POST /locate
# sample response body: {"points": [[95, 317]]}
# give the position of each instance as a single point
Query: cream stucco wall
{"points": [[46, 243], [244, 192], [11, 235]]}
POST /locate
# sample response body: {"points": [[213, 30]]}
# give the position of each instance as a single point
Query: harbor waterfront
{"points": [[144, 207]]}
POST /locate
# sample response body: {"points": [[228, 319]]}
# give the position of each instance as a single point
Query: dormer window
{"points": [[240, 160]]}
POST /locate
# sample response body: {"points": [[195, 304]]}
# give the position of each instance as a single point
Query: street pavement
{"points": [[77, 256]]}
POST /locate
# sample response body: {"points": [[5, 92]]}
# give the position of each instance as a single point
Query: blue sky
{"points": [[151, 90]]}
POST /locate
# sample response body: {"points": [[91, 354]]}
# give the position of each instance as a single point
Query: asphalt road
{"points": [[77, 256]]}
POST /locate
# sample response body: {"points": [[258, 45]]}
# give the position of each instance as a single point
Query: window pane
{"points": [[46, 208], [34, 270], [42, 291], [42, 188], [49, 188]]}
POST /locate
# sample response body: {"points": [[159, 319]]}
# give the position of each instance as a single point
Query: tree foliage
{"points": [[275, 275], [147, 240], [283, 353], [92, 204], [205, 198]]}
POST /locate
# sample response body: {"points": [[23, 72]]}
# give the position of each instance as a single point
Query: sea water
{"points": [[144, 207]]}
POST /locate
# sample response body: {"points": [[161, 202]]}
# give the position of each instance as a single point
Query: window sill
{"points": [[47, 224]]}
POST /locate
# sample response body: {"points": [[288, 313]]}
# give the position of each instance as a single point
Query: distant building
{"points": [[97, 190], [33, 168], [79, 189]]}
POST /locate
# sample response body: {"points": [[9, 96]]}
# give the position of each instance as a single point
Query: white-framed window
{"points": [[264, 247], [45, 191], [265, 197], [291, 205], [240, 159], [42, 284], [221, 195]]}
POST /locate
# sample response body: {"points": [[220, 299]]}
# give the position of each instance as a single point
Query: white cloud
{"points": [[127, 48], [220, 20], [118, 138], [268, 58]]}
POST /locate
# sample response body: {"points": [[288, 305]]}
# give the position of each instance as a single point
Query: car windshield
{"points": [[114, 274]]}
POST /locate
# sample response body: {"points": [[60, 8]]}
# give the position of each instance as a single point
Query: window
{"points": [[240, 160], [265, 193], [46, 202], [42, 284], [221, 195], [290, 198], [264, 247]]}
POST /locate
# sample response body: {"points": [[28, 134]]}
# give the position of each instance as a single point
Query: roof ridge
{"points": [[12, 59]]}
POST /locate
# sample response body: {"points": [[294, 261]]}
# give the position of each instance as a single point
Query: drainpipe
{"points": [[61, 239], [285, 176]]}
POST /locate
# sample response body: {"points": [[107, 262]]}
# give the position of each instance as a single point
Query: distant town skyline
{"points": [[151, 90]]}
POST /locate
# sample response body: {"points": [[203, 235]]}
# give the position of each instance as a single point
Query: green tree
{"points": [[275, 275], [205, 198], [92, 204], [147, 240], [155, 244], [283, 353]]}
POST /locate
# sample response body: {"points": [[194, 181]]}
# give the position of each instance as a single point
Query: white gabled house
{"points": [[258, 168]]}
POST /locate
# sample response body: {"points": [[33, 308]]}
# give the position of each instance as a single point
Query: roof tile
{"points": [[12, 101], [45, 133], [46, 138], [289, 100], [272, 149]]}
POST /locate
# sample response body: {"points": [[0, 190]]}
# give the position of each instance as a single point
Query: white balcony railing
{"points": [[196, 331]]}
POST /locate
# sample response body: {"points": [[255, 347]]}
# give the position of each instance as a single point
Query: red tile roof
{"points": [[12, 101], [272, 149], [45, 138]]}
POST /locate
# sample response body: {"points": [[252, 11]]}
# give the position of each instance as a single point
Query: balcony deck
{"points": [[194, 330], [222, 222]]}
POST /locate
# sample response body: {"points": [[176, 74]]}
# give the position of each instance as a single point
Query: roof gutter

----

All of the entries must be written out exactly as they stand.

# Exercise response
POST /locate
# sample response body: {"points": [[95, 317]]}
# give the position of each instance as a single point
Query: cream stucco wall
{"points": [[46, 243], [244, 192], [11, 235]]}
POST /locate
# sample response body: {"points": [[213, 30]]}
# give the position of each instance as a single point
Query: harbor waterfront
{"points": [[144, 207]]}
POST /locate
# sample response body: {"points": [[228, 319]]}
# give the position of each instance as a single point
Query: dormer window
{"points": [[240, 160]]}
POST /locate
# sample response body: {"points": [[195, 304]]}
# give the position of each instance as a single point
Query: street pavement
{"points": [[77, 256]]}
POST /locate
# sample response body: {"points": [[5, 92]]}
# give the position of each instance as a single point
Query: blue sky
{"points": [[151, 90]]}
POST /locate
# sample response body: {"points": [[91, 354]]}
# give the position of each instance as a single point
Query: asphalt road
{"points": [[77, 256]]}
POST /locate
# sample response body: {"points": [[258, 45]]}
# give the position of each instance as a single point
Query: window pane
{"points": [[46, 208], [34, 270], [42, 291], [42, 188], [49, 188]]}
POST /locate
# sample response body: {"points": [[159, 319]]}
# give the position of each instance as a single point
Query: tree foliage
{"points": [[275, 275], [147, 240], [283, 353], [92, 204], [205, 198]]}
POST /locate
# sample response body: {"points": [[23, 72]]}
# give the position of each instance as a single point
Query: sea water
{"points": [[144, 207]]}
POST /locate
# sample response body: {"points": [[161, 202]]}
# give the position of each instance as a single point
Query: window sill
{"points": [[47, 224]]}
POST /locate
# sample response body: {"points": [[288, 313]]}
# give the position of each instance as a single point
Query: distant building
{"points": [[97, 190], [33, 168], [79, 189]]}
POST /locate
# sample response body: {"points": [[9, 96]]}
# give the position of each instance as a single point
Query: white-framed window
{"points": [[264, 247], [45, 191], [265, 197], [291, 205], [240, 159], [42, 284], [221, 195]]}
POST /locate
# sample response body: {"points": [[220, 299]]}
# give the position of each instance as a single point
Query: white cloud
{"points": [[127, 48], [220, 20], [118, 138], [268, 58]]}
POST /locate
# sample response body: {"points": [[288, 305]]}
# give the position of each instance as a single point
Query: car windshield
{"points": [[114, 274]]}
POST /locate
# sample response body: {"points": [[60, 8]]}
# give the position of each instance as a single point
Query: window
{"points": [[240, 160], [265, 193], [46, 202], [42, 284], [221, 195], [290, 198], [264, 247]]}
POST /locate
# sample response body: {"points": [[28, 134]]}
# give the position of each instance as a single point
Query: roof ridge
{"points": [[12, 59]]}
POST /locate
# sample response body: {"points": [[294, 261]]}
# give the position of each instance as a single point
Query: drainpipe
{"points": [[61, 239], [285, 176]]}
POST /locate
# sample response body: {"points": [[107, 262]]}
# give the position of each instance as a single point
Query: distant town skyline
{"points": [[151, 90]]}
POST /locate
# sample response body: {"points": [[203, 235]]}
# give the position of each instance as a single point
Query: green tree
{"points": [[275, 275], [205, 198], [92, 204], [147, 240], [155, 244], [283, 353]]}
POST /locate
# sample response body: {"points": [[194, 181]]}
# give the position of each instance as a single point
Query: white gabled house
{"points": [[258, 168]]}
POST /locate
# sample response body: {"points": [[33, 308]]}
# give the position of each instance as a single point
Query: roof tile
{"points": [[12, 101], [45, 133], [46, 138], [289, 100], [272, 149]]}
POST /locate
# sample response body: {"points": [[0, 190]]}
# give the position of each instance as a single point
Query: white balcony railing
{"points": [[196, 331]]}
POST /locate
# sample response body: {"points": [[255, 347]]}
# give the position of each instance as a single point
Query: red tile roof
{"points": [[12, 101], [272, 149], [45, 138]]}
POST /locate
# sample response body: {"points": [[252, 11]]}
# give the position of each instance as a single point
Query: balcony deck
{"points": [[194, 330], [222, 222]]}
POST /locate
# sample response body: {"points": [[176, 74]]}
# give the position of each instance as a single point
Query: roof gutter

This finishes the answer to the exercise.